Texte cité:
┄┄┄┄┄┄
C'est là, en effet, sur les communes d'Eysines et du Haillan, que la Communauté urbaine de Bordeaux (CUB) doit construire, dès cette année, son troisième centre administratif et des garages, destinés principalement à accueillir les bennes des camions chargés de récolter les ordures ménagères sur le cadran nord-ouest de l'agglomération. Le site s'étendra sur 4,5 hectares et accueillera 250 agents.

Relogement

L'affaire, compliquée, est devant la justice depuis plusieurs mois. La décision d'exproprier est acquise. Mais les deux parties doivent se retrouver le 20 janvier à Bordeaux, en appel, devant le juge des expropriations pour savoir si l'expulsion de « l'indivision Metbach-Bauer » sera autorisée ou non.

Le litige porte à présent sur le relogement. Il s'agit de déterminer si ces personnes appartenant à la communauté des gens du voyage sédentarisés ont demandé à être relogées. S'il est prouvé que cette demande a bien été faite, la CUB devra faire des propositions. Si le contraire est avéré, les occupants pourront être expulsés et la CUB sera autorisée à recourir à la force publique.

Pour l'heure, chacun campe sur ses positions. Michel Vayssié, directeur général adjoint en charge de l'administration à la Communauté urbaine, est formel : « Nous n'avons reçu aucune demande de relogement de la part des occupants. Le montant des indemnités allouées atteste d'ailleurs qu'ils ne sont pas relogés ».
┄┄┄┄┄┄
Données fournies:
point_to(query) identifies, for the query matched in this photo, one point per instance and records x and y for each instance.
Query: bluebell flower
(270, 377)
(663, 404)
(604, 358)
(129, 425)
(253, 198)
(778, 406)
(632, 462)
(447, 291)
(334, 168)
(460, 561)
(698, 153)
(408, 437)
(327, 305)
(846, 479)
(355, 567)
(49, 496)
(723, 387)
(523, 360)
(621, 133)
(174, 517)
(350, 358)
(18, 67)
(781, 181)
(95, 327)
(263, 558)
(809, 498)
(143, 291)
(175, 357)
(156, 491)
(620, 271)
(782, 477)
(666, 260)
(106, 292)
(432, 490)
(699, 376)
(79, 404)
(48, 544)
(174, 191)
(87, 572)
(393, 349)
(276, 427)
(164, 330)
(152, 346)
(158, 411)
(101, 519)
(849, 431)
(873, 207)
┄┄┄┄┄┄
Travail demandé:
(1) Répondez à ces questions d'après le texte cité :
(a) Sur quelle superficie le site s'étendra-t-il ?
(b) À quelle date les deux parties doivent-elles se retrouver devant le juge des expropriations ?
(c) Quelle fonction Michel Vayssié occupe-t-il ?
(2) Mettez à jour toutes les entrées en remplaçant « bluebell flower » par « bluebell », sans rien modifier d'autre.

Corrigé:
(1)
(a) Sur 4,5 hectares.
(b) Le 20 janvier, à Bordeaux, en appel.
(c) Il est directeur général adjoint en charge de l'administration à la Communauté urbaine.

(2)
point_to(query) identifies, for the query matched in this photo, one point per instance and records x and y for each instance.
Query: bluebell
(270, 377)
(663, 404)
(604, 358)
(129, 425)
(253, 198)
(778, 406)
(632, 462)
(447, 291)
(334, 168)
(460, 561)
(698, 153)
(408, 437)
(327, 305)
(846, 479)
(355, 567)
(49, 496)
(723, 387)
(523, 360)
(621, 133)
(174, 517)
(350, 358)
(18, 67)
(781, 181)
(95, 327)
(263, 558)
(809, 498)
(143, 291)
(175, 357)
(156, 491)
(620, 271)
(782, 477)
(666, 260)
(106, 292)
(432, 490)
(699, 376)
(79, 404)
(48, 544)
(174, 191)
(87, 572)
(393, 349)
(276, 427)
(164, 330)
(152, 346)
(158, 411)
(101, 519)
(849, 431)
(873, 207)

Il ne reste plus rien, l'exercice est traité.